*TRECHO DA FONTE*:
━━━━━━━━━━━━━━━━
R 8 — Justine Kurland: SCUMB Manifesto e a Desconstrução da Autoria

Justine Kurland ¹ radicaliza sua relação com a fotografia e a autoria em SCUMB Manifesto (Society for Cutting Up Men’s Books), um trabalho que ecoa o tom provocador do SCUM Manifesto de Valerie Solanas. O projeto de Kurland não apenas rejeita a presença masculina no discurso fotográfico, mas propõe uma ação concreta de apagamento simbólico: rasgar e destruir livros de fotografia feitos por homens para criar algo novo a partir de seus fragmentos. Esse gesto performativo não é apenas uma crítica ao cânone patriarcal, mas uma reconfiguração da própria materialidade da fotografia como território de poder.

Kurland desafia a sacralidade do livro como um repositório intocável da história da arte, reivindicando o direito de desmontar a tradição fotográfica dominada por homens. Ao rasgar, remontar e fotografar essas páginas destruídas, a artista propõe uma metáfora visual para o colapso da autoridade masculina e a possibilidade de reconstrução de um novo olhar. No entanto, a ação levanta questões: destruir o passado é suficiente para criar um novo futuro? Até que ponto esse gesto é subversivo e não apenas reativo?
━━━━━━━━━━━━━━━━
*DADOS FORNECIDOS*:
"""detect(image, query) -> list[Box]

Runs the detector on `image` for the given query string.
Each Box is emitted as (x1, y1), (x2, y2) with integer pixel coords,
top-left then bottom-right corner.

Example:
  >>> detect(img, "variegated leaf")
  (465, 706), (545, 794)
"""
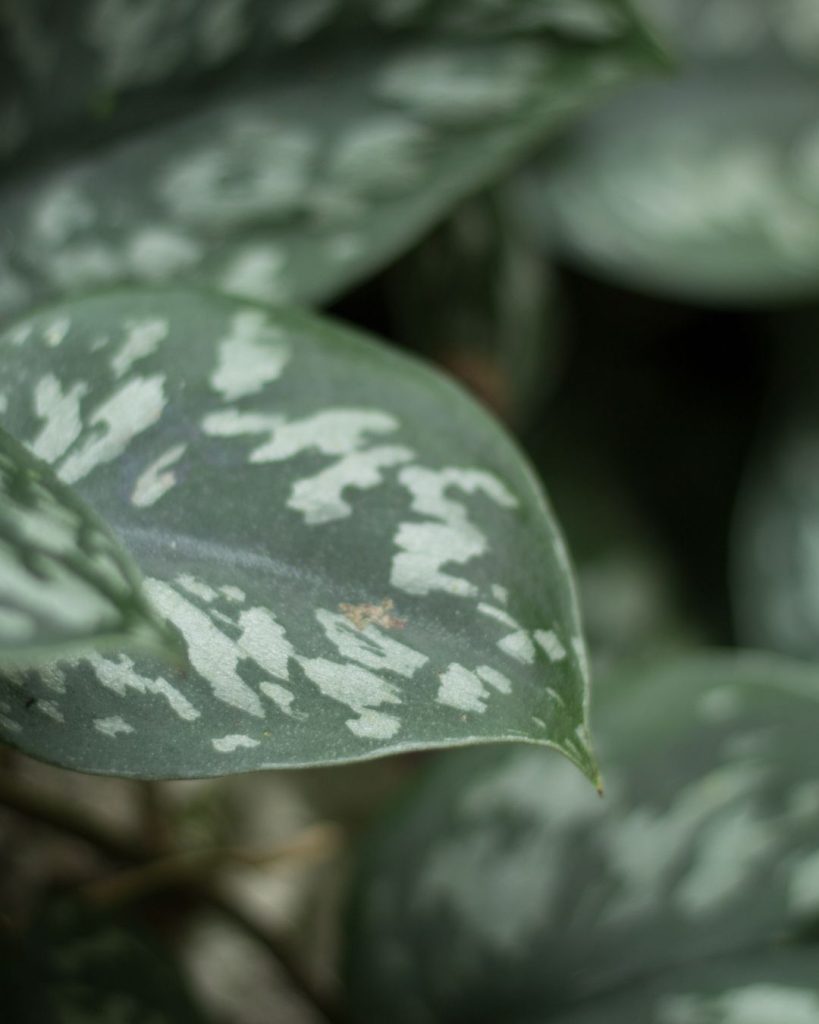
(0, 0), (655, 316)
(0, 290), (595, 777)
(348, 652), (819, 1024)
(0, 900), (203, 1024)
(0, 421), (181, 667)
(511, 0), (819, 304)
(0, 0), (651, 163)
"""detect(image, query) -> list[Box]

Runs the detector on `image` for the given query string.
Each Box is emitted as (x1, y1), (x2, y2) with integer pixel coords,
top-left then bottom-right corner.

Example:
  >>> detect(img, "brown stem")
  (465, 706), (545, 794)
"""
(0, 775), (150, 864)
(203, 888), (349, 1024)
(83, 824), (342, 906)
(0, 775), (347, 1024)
━━━━━━━━━━━━━━━━
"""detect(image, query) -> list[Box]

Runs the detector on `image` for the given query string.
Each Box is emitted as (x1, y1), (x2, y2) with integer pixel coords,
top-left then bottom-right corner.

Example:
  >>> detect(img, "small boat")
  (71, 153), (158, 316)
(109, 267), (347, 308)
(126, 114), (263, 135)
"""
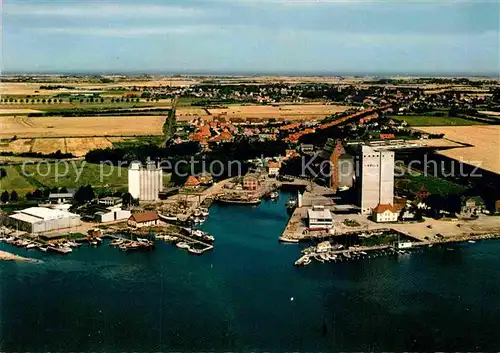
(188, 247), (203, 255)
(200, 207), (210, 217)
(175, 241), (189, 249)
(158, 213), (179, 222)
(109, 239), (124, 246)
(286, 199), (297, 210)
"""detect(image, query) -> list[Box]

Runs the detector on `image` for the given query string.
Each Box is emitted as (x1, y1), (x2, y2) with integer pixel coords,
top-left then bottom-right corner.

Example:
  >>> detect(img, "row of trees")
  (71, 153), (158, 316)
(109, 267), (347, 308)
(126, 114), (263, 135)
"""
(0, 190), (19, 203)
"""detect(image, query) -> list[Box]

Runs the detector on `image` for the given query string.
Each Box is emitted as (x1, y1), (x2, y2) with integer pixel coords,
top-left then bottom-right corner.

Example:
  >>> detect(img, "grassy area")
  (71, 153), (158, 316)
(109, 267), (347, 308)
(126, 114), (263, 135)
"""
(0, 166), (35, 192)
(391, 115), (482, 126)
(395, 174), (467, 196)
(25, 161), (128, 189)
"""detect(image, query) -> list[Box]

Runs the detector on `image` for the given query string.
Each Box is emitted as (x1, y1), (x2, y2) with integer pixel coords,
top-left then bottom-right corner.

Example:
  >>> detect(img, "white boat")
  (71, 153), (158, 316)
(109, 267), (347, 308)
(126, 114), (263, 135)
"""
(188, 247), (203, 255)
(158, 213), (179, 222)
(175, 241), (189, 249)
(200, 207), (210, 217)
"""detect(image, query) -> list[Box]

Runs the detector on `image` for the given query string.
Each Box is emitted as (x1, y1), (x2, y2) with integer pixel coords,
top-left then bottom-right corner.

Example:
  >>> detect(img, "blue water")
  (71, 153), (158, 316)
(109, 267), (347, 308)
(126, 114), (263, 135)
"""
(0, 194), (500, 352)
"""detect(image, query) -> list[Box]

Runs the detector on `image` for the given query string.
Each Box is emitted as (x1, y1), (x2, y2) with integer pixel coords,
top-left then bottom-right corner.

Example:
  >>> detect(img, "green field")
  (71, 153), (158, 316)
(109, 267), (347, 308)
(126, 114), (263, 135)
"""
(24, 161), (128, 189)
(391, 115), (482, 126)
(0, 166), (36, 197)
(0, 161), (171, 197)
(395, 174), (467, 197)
━━━━━━━━━━━━━━━━
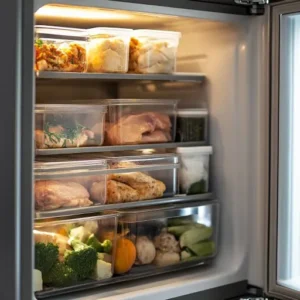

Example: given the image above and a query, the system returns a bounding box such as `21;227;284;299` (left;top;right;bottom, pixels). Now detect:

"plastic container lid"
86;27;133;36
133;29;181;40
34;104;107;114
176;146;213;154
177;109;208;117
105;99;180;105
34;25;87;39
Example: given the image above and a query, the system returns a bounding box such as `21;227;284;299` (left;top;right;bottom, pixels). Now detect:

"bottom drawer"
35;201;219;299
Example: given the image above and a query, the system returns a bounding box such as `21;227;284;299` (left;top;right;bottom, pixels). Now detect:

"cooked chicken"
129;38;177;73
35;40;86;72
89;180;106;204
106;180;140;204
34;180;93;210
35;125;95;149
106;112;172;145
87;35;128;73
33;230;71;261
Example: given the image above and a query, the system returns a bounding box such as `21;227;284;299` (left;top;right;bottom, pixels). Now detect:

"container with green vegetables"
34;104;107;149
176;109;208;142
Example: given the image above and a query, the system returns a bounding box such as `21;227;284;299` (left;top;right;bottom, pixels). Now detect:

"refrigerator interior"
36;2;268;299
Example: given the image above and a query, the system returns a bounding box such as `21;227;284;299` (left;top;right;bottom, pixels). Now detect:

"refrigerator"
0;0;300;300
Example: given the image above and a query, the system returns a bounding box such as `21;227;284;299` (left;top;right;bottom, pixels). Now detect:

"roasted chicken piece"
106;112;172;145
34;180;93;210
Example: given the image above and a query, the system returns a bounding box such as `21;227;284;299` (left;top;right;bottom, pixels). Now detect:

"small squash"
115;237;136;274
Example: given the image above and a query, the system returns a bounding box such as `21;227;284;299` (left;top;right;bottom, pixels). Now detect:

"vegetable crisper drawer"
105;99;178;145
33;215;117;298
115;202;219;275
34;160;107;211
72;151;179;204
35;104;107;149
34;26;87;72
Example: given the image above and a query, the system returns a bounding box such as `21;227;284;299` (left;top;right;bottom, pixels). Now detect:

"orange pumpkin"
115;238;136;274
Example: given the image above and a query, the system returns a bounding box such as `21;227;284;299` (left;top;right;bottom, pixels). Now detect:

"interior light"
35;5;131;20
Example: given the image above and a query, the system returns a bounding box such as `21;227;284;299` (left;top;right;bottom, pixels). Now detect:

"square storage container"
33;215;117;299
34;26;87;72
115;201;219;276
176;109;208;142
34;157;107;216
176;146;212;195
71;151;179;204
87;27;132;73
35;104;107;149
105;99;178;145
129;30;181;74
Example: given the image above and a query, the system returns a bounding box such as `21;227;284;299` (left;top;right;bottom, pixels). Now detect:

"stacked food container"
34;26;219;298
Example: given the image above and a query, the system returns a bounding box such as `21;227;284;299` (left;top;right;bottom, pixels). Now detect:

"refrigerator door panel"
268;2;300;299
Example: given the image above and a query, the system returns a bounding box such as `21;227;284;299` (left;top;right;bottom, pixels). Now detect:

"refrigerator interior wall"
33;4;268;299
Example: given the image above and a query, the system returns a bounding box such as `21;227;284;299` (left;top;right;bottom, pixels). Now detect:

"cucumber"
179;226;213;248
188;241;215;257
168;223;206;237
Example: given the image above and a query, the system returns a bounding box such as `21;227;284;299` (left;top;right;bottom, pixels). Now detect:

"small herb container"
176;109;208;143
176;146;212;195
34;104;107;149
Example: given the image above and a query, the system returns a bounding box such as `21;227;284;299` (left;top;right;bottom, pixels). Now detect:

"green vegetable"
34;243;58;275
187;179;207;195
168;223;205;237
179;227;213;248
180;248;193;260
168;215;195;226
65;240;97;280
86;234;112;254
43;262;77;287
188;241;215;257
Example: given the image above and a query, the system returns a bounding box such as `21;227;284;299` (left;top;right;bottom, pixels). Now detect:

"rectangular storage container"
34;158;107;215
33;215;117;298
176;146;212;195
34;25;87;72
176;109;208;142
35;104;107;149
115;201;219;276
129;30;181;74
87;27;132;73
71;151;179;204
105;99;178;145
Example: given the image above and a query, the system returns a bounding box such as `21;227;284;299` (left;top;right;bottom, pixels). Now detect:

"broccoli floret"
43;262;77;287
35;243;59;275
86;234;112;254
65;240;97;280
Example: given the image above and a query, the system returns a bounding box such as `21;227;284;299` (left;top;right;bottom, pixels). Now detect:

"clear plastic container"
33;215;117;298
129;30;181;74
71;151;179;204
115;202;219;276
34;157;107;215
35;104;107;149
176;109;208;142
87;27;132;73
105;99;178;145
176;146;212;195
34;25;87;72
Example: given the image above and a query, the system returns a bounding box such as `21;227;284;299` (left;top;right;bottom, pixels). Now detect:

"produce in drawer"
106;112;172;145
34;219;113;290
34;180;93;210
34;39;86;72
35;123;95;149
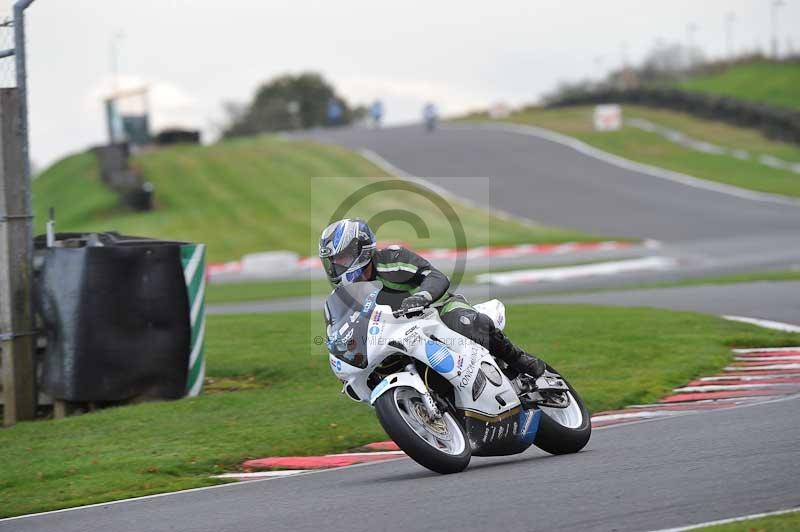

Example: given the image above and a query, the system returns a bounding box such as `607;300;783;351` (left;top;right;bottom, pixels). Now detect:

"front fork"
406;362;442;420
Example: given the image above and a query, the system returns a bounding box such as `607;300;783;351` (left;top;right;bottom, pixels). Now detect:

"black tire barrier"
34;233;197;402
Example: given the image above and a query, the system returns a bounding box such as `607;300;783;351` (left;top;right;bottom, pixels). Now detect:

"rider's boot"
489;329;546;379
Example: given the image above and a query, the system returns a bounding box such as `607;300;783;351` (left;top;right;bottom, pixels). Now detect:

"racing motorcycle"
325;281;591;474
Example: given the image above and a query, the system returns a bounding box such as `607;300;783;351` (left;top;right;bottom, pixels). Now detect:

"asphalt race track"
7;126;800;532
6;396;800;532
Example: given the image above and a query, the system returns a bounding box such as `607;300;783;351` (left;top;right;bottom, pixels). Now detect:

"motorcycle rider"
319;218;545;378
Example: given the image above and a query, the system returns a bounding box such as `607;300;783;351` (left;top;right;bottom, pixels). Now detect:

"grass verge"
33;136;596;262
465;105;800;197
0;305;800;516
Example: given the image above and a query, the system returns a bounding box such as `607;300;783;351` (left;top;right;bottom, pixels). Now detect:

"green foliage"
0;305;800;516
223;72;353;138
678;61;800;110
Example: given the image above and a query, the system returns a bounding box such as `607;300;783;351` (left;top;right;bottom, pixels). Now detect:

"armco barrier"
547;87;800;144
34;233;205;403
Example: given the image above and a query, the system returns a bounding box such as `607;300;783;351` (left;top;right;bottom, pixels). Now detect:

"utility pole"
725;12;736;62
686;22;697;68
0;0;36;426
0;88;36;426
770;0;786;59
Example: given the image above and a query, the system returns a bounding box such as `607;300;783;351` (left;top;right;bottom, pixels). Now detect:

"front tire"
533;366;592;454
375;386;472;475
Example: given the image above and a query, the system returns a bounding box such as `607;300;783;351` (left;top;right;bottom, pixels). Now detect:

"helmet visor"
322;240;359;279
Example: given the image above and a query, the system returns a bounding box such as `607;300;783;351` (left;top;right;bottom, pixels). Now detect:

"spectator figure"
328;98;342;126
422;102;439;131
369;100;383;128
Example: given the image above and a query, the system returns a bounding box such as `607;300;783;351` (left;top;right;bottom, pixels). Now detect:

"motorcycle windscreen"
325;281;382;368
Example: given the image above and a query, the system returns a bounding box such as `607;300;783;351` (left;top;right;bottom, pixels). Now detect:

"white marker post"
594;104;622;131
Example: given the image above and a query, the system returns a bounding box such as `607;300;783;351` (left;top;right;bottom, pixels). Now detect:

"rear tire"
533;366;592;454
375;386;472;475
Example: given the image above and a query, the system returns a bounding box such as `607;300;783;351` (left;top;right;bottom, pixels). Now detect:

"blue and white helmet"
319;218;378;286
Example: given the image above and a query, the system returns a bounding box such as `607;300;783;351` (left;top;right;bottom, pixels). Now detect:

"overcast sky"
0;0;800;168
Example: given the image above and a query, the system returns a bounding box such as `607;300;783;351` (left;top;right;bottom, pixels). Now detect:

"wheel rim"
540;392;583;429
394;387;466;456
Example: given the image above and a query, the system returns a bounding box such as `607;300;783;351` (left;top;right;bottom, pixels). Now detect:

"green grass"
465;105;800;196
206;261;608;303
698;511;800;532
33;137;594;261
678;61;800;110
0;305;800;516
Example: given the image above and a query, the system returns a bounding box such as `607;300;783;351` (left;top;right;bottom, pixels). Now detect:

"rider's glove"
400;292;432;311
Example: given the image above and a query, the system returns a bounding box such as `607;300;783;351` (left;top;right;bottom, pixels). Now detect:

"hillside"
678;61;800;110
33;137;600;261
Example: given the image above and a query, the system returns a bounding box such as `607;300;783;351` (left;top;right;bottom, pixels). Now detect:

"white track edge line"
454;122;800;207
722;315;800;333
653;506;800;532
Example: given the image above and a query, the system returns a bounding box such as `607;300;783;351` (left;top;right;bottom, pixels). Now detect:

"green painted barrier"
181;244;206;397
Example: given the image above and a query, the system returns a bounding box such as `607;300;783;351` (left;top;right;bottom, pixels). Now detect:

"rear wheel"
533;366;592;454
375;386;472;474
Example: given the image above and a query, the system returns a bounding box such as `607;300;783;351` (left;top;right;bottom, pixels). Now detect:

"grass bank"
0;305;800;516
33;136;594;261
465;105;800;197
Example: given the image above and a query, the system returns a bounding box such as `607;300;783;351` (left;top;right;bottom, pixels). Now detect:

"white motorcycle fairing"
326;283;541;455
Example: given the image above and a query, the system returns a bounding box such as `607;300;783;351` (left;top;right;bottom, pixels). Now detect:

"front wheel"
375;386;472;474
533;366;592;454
━━━━━━━━━━━━━━━━
*DESAFIOS*:
**1.** Responda com base no texto sobre o SCUMB Manifesto:
(a) Qual é o significado da sigla SCUMB?
(b) A quem pertence o SCUM Manifesto cujo tom o trabalho de Kurland ecoa?
(c) Segundo o segundo parágrafo, o que Kurland desafia?
**2.** Transcreva, do texto sobre o SCUMB Manifesto, o trecho de "Justine Kurland ¹" até "território de poder.".
**3.** Relacione, sem repetições, todos os verbos no infinitivo em português que aparecem no texto sobre o SCUMB Manifesto.
Os dados vêm de uma fonte distinta da do texto.

*LISTA DE RESPOSTAS*:
**1.**
(a) Society for Cutting Up Men’s Books.
(b) A Valerie Solanas.
(c) A sacralidade do livro como um repositório intocável da história da arte.

**2.**
Justine Kurland ¹ radicaliza sua relação com a fotografia e a autoria em SCUMB Manifesto (Society for Cutting Up Men’s Books), um trabalho que ecoa o tom provocador do SCUM Manifesto de Valerie Solanas. O projeto de Kurland não apenas rejeita a presença masculina no discurso fotográfico, mas propõe uma ação concreta de apagamento simbólico: rasgar e destruir livros de fotografia feitos por homens para criar algo novo a partir de seus fragmentos. Esse gesto performativo não é apenas uma crítica ao cânone patriarcal, mas uma reconfiguração da própria materialidade da fotografia como território de poder.

**3.** rasgar, destruir, criar, desmontar, remontar, fotografar